_DOCUMENT SEGMENT_
***

SNL Transcripts: Charlize Theron: 05/10/14: Come Do A Game Show with Your Mom.



 Saturday Night Live Transcripts


  Season 39: Episode 20












13t: Charlize Theron / Coldplay

Come Do A Game Show with Your Mom.

Joan Pendek…..Kate Mckinnon
Michael…..Brooks Wheelan
Jeremy…..Kyle Mooney
Trish…..Charlize Theron
Linda…..Aidy Bryant
Dad…..Bobby Moynihan

Announcer: You’re watching the Hallmark Channel. Up next, it’s our annual Mother’s Day Game Show. That’s right. It’s time for “Come Do A Game Show with Your Mom. It’ll Be Fun. Yes It Will!” And here’s your host and mom extraordinare, Joan Pendek.

Joan Pendek: Okay, Okay. Oh man. Hey there, happy Mother’s Day. Welcome to the game. This is the show where three contestants, aka my kids prove how well they know their mom. Hi, guys!

Michael: Hey mom.

Jeremy: I don’t wanna be here!

Joan Pendek: Yes you do, it’s fun. It’s fun. Okay. As always I let my kids pick what prizes they wanted to play for. Let’s find out what they are. Michael?

Michael: If I win, you have to stop sending me recommendations from Angie’s list.

Joan Pendek: Tough prize. Right out the gate. Okay. Jeremy, what you got?

Jeremy: If I win, you have to let me get ear gauges.

Joan Pendek: Jeremy no. Oh, please god no. You’ve such beautiful ears. Why? Why? Finally, my baby girl, Trish.

Trish: Mom, I love you, but if I win you have to delete your Facebook.

Joan Pendek: Honey, I can’t do that. That’s my window into your world. Okay. It’s time for the first round. Contestants, who’s that gal I like?

***

_RECORDED INFORMATION_
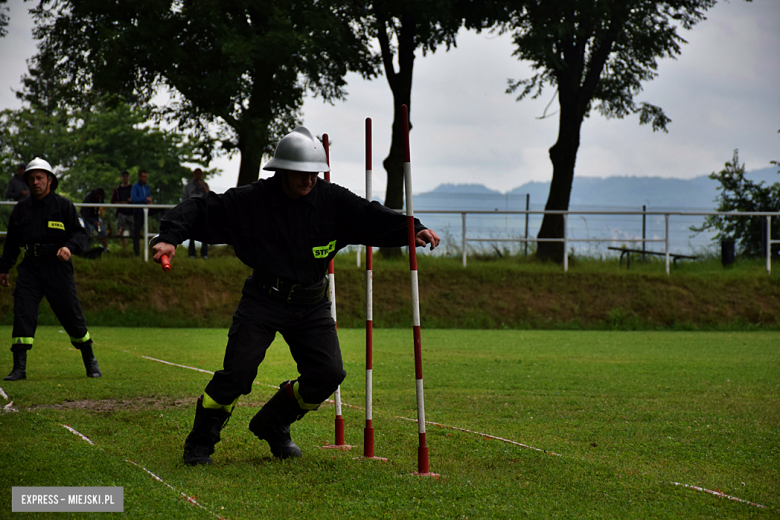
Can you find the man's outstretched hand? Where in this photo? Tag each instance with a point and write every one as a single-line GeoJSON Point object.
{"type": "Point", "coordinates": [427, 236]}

***

_EXERCISES_
- A) Transcribe the passage of the game show sketch transcript from "Joan Pendek: Yes" to "what you got?", copying every word and punctuation mark as it appears.
- B) Go on with the game show sketch transcript from the point where it stops, keeping the same speakers and the same script format.

_FINAL RESULTS_
- A)
Joan Pendek: Yes you do, it’s fun. It’s fun. Okay. As always I let my kids pick what prizes they wanted to play for. Let’s find out what they are. Michael?

Michael: If I win, you have to stop sending me recommendations from Angie’s list.

Joan Pendek: Tough prize. Right out the gate. Okay. Jeremy, what you got?

- B)
Michael: Edie Falco.

Joan Pendek: Yes, yes. I love Dr. Jackie, she’s the best, so real. Okay, next question. Who in Hollywood do I think is gay?

Trish: Everyone.

Joan Pendek: Yes. If you’re a good actor you might me gay. Go them. Next up, what’s the worst thing that happened to me all year?

Trish: When we went to the movies and popcorn was 9 dollars.

Joan Pendek: Yes, it’s robbery. That’s robbery. Okay. That’s the end of round one. Let’s go to our judges, AKA my neighbour, Linda, to see how you’re all doing.

Linda: Hey, they are doing well and it warms my heart.

Joan Pendek: Linda is doing much better. Her doctor said that it’s important that she be around people and learning right now. Alright, time for round two. These are for double points. Here we go. Which of these e-mails did I send you all last week? We got: AiDS making a comeback among whites, uncle Dick passed, or Fw: Fw: Fw: Fw: celery salad.

Trish: All of them.

Joan Pendek: That is correct. I did. And this next question is a picture. Okay, we got Michael in front of the Eiffel Tower. He’s pointing right to the tower and his caption says “Eiffel Tower”. The question is about Linda over there. What did Linda comment on that photo?

Michael: Looks fun, where is this?

Linda: I could not figure it out!

Joan Pendek: Oh Linda. Alright next question. Which race of fellas did your father insult while we were eating at a Chinese restaurant?

Trish: I feel like it should be Chinese, but I am gonna go say Indians.

Joan Pendek: Ding, ding, ding. Yes. He said our waiter looked like that Slum Dog Millionaire. Okay, speaking of your dad, it’s time for quick dad round. Let’s bring him out. Alright.

Dad: Hey guys, your question is how’re you doing? You doing good? Oh, yeah. Alright, kid here’s your mother. Thanks babe.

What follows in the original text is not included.